# Time is now!!



## DJRooster (Nov 4, 2002)

If you like to pick wild asparagus the time is now. I have picked two five gallon pails in the last week. Found some nice patches when I was out chasing roosters a few years ago. First you pick asparagus and then you pick wood ticks. Sure is tasty and yes I am talking the asparagus not the ticks! There are some real anal people in these forums so I thought I would clarify!!


----------



## 870 XPRS (Mar 12, 2003)

you got my mouth watering DJ


----------



## purepower (Sep 11, 2004)

ive picked one 5gallon bucket worth so far......its so good especially when u melt cheese on it......


----------



## 870 XPRS (Mar 12, 2003)

Why on earth would you ruin the great taste with cheese?


----------



## Boy (Jan 24, 2005)

I have one word for you asparugus lovers----ISHEY!


----------



## 870 XPRS (Mar 12, 2003)

Boy said:


> I have one word for you asparugus lovers----ISHEY!


that's not a word!!!! :lol:

http://dictionary.reference.com/search?q=ishey


----------



## Leo Porcello (Jul 10, 2003)

Is it spread out among the state or just a certain area. Would like to get my 3 year old daughter out there. This would be right up her ally since she thinks she is Dora the Explorer.


----------



## DJRooster (Nov 4, 2002)

Pretty much all over the eastern part of the state. Can't speak for the west!


----------



## fishhook (Aug 29, 2002)

I've never heard of it growing wild. People do claim though we have a fair amount of wild marijuana. Wouldn't know about that though either.

++++

= Stated goal A =
Copy out the listing below word for word, omitting the picture.

++++

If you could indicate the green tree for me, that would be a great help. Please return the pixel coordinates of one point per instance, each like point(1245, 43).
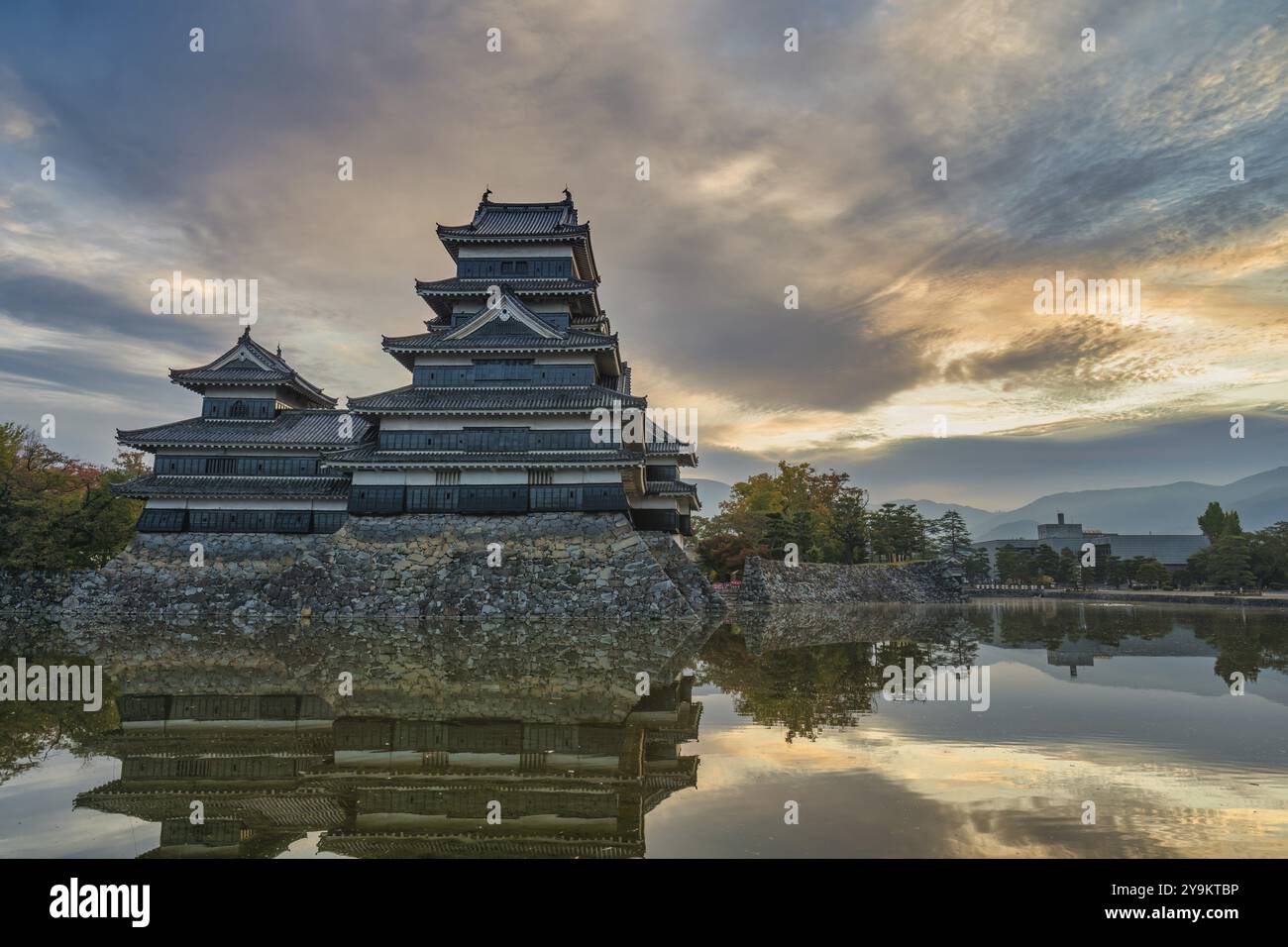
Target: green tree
point(952, 535)
point(977, 565)
point(1231, 564)
point(56, 512)
point(1212, 522)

++++

= Stated goal B =
Write what comes next in the wild asparagus thread above, picking up after its last post.

= Exercise answer A =
If you could indicate the green tree for me, that would be a great help. Please return the pixel coordinates of one point per instance, each like point(1245, 43).
Target: green tree
point(952, 535)
point(977, 565)
point(1231, 564)
point(56, 512)
point(1212, 522)

= Exercise answer B =
I have seen *****-willows though


----------



## KEN W (Feb 22, 2002)

I'm cutting some every day now....course it's from my garden where I planted it 25 years ago......good stuff....the first veggies from the garden every year.


----------



## win4win (Sep 8, 2003)

Are you guys cutting it or picking it?

My grandpa always taught me to cut wild asparagus so it would be back the next year. Not sure if it makes a difference or not.


----------



## Dick Monson (Aug 12, 2002)

Been picking the same patch for 40 years. Always comes bac k fine.


----------



## sportsman18 (Jan 18, 2005)

We have a nice patch my dad planted behind the house and doesnt get any better. I have about 3 meals of it each week doesnt get any better than having it regular. Nothing is better.


----------



## huntin1 (Nov 14, 2003)

Can't get enough of it!










Nothing better than a venison steak from the grill and a pile of fresh steamed asparagus, no cheese, a little butter and salt & pepper.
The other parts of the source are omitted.